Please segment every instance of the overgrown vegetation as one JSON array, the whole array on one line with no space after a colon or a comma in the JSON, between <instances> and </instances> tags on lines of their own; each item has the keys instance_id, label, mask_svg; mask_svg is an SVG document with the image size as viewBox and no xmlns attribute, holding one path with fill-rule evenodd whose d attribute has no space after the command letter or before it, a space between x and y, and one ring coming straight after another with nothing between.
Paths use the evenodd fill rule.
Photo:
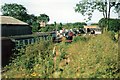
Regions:
<instances>
[{"instance_id":1,"label":"overgrown vegetation","mask_svg":"<svg viewBox=\"0 0 120 80\"><path fill-rule=\"evenodd\" d=\"M71 44L42 41L21 49L5 69L2 78L119 78L118 43L111 33L77 36Z\"/></svg>"}]
</instances>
————
- **EXERCISE REQUIREMENTS**: Rewrite the rows above with every "Regions" changed to "Areas" and nothing else altered. Leave the pictures out of your version.

- **EXERCISE SOLUTION**:
Please segment every instance of the overgrown vegetation as one JSON array, the whole array on one line with no space after a colon or a comma in the JSON, between <instances> and </instances> tags on lines of their own; each item has the keys instance_id, label, mask_svg; mask_svg is an SVG document with the image size as viewBox and no xmlns attribute, holding one path with fill-rule evenodd whose d attribute has no space after the command letter or before it, a space between x and y, and one ring coming straight after another with nothing between.
Paths use the evenodd fill rule.
Photo:
Areas:
<instances>
[{"instance_id":1,"label":"overgrown vegetation","mask_svg":"<svg viewBox=\"0 0 120 80\"><path fill-rule=\"evenodd\" d=\"M71 44L42 41L21 49L5 69L2 78L119 78L118 43L111 33L77 36Z\"/></svg>"}]
</instances>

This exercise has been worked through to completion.